_Problem statement_
Which lines run from the one containing "Target: dust cloud" through the last line of the records? Copy them exactly, leaving pictures out.

_Data shown_
┏━━

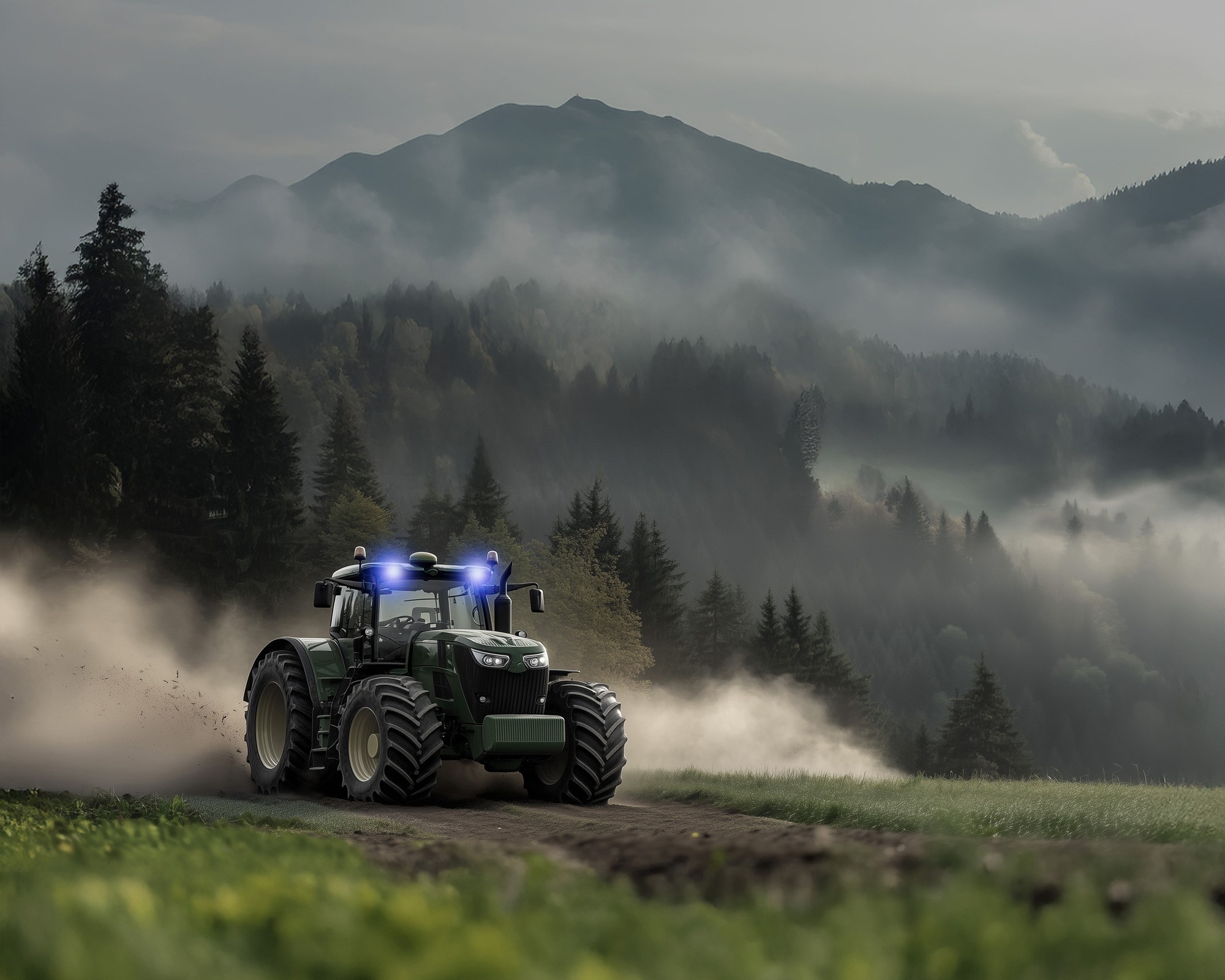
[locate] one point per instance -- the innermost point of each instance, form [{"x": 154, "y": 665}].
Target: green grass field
[
  {"x": 115, "y": 889},
  {"x": 971, "y": 808}
]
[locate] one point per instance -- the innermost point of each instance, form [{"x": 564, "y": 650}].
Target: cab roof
[{"x": 406, "y": 570}]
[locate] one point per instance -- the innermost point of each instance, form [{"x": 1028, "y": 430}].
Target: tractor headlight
[{"x": 491, "y": 660}]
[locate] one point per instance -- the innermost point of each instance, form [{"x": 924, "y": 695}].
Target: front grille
[{"x": 509, "y": 694}]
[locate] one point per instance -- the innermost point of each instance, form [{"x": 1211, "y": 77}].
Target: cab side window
[
  {"x": 351, "y": 613},
  {"x": 339, "y": 611}
]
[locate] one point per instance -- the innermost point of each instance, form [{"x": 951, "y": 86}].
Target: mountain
[{"x": 1125, "y": 290}]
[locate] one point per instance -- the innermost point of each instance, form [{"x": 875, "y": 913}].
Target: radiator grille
[{"x": 508, "y": 694}]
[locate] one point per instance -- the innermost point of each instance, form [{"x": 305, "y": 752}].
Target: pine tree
[
  {"x": 832, "y": 676},
  {"x": 345, "y": 465},
  {"x": 119, "y": 307},
  {"x": 986, "y": 543},
  {"x": 355, "y": 520},
  {"x": 154, "y": 364},
  {"x": 923, "y": 761},
  {"x": 656, "y": 585},
  {"x": 802, "y": 439},
  {"x": 717, "y": 627},
  {"x": 910, "y": 515},
  {"x": 483, "y": 498},
  {"x": 797, "y": 650},
  {"x": 434, "y": 521},
  {"x": 594, "y": 511},
  {"x": 944, "y": 538},
  {"x": 770, "y": 641},
  {"x": 979, "y": 737},
  {"x": 263, "y": 478},
  {"x": 50, "y": 481}
]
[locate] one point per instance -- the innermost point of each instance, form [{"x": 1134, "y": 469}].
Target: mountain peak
[{"x": 590, "y": 106}]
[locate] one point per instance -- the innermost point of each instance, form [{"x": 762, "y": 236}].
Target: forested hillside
[
  {"x": 668, "y": 491},
  {"x": 1121, "y": 288}
]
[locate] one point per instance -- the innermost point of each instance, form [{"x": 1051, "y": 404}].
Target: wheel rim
[
  {"x": 552, "y": 770},
  {"x": 364, "y": 745},
  {"x": 271, "y": 726}
]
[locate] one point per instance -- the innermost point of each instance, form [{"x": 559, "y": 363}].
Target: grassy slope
[
  {"x": 960, "y": 808},
  {"x": 122, "y": 890}
]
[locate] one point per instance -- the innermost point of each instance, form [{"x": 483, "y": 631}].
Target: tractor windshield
[{"x": 439, "y": 605}]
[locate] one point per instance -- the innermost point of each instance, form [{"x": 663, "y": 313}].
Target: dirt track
[{"x": 663, "y": 848}]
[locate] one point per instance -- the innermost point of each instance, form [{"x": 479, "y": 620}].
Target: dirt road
[{"x": 663, "y": 848}]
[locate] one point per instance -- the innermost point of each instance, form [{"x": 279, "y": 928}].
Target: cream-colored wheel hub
[
  {"x": 364, "y": 745},
  {"x": 270, "y": 726}
]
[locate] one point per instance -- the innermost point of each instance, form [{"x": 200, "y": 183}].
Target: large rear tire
[
  {"x": 391, "y": 742},
  {"x": 279, "y": 716},
  {"x": 589, "y": 770}
]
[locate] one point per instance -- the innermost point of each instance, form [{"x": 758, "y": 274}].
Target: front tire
[
  {"x": 279, "y": 717},
  {"x": 589, "y": 770},
  {"x": 391, "y": 742}
]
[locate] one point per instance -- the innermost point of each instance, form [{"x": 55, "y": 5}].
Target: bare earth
[{"x": 663, "y": 848}]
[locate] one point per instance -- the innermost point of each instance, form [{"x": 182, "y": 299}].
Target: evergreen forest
[{"x": 674, "y": 482}]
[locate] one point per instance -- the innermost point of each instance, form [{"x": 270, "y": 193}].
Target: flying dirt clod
[{"x": 422, "y": 666}]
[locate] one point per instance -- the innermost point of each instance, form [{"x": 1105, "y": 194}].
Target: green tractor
[{"x": 422, "y": 666}]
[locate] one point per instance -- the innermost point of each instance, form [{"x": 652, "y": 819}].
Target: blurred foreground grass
[
  {"x": 963, "y": 808},
  {"x": 116, "y": 889}
]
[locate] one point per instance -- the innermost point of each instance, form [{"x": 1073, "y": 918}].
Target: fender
[{"x": 293, "y": 645}]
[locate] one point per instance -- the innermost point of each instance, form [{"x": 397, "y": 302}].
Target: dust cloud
[
  {"x": 113, "y": 683},
  {"x": 742, "y": 726}
]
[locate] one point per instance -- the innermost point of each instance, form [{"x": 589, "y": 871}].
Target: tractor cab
[{"x": 421, "y": 665}]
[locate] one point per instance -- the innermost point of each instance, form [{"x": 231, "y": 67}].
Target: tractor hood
[{"x": 484, "y": 640}]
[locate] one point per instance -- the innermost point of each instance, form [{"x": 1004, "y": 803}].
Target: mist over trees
[{"x": 667, "y": 492}]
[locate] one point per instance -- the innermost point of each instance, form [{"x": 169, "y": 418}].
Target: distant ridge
[{"x": 590, "y": 193}]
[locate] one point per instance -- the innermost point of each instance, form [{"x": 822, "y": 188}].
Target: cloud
[{"x": 1079, "y": 183}]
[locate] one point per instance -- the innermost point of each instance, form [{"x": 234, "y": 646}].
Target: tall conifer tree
[
  {"x": 47, "y": 478},
  {"x": 483, "y": 498},
  {"x": 263, "y": 478},
  {"x": 434, "y": 521},
  {"x": 656, "y": 585},
  {"x": 345, "y": 466},
  {"x": 121, "y": 308},
  {"x": 594, "y": 511},
  {"x": 769, "y": 641},
  {"x": 797, "y": 639},
  {"x": 846, "y": 693},
  {"x": 979, "y": 737},
  {"x": 717, "y": 627},
  {"x": 154, "y": 364},
  {"x": 911, "y": 516}
]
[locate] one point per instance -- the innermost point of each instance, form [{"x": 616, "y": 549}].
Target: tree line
[{"x": 262, "y": 438}]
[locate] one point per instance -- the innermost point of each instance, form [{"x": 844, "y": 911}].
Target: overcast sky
[{"x": 1020, "y": 107}]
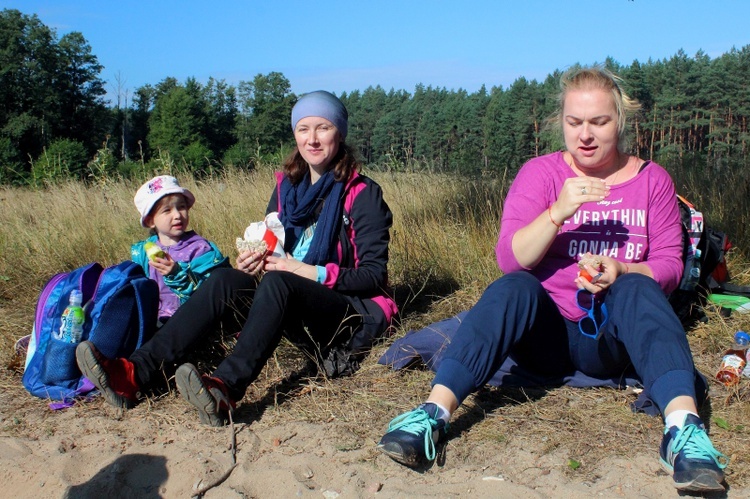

┗━━

_Result of the task_
Target: dust cloud
[
  {"x": 113, "y": 683},
  {"x": 742, "y": 726}
]
[locate] one point per instance -- the innermost point of each instance, form [{"x": 589, "y": 871}].
Target: tractor cab
[{"x": 421, "y": 665}]
[locate] one point per instance -- the innermost point of each instance, form [{"x": 231, "y": 67}].
Target: tractor hood
[{"x": 484, "y": 640}]
[locate] one point per instance -- the innermost point of each instance, form [{"x": 1004, "y": 803}].
Target: mist over trees
[{"x": 667, "y": 492}]
[locate] one point per instance -- the innermost point of each instance, form [{"x": 169, "y": 418}].
Target: distant ridge
[{"x": 590, "y": 193}]
[locate] one point per instance -- the innermost point of each instance, form [{"x": 822, "y": 188}].
Target: cloud
[{"x": 1079, "y": 183}]
[locate] one point per instance -- the innermost point of each instance, form [{"x": 234, "y": 646}].
Target: tall conifer tree
[
  {"x": 47, "y": 478},
  {"x": 483, "y": 498},
  {"x": 263, "y": 478},
  {"x": 434, "y": 521},
  {"x": 656, "y": 585},
  {"x": 345, "y": 466},
  {"x": 121, "y": 308},
  {"x": 594, "y": 511},
  {"x": 769, "y": 641},
  {"x": 797, "y": 639},
  {"x": 846, "y": 693},
  {"x": 979, "y": 737},
  {"x": 717, "y": 627},
  {"x": 154, "y": 364},
  {"x": 911, "y": 516}
]
[locate] one point per instance -- the innermost point of each instance, form [{"x": 616, "y": 549}].
Target: tree line
[{"x": 262, "y": 438}]
[locate] one point per instance -- the innermost point of each instance, form [{"x": 844, "y": 911}].
Target: overcast sky
[{"x": 1020, "y": 107}]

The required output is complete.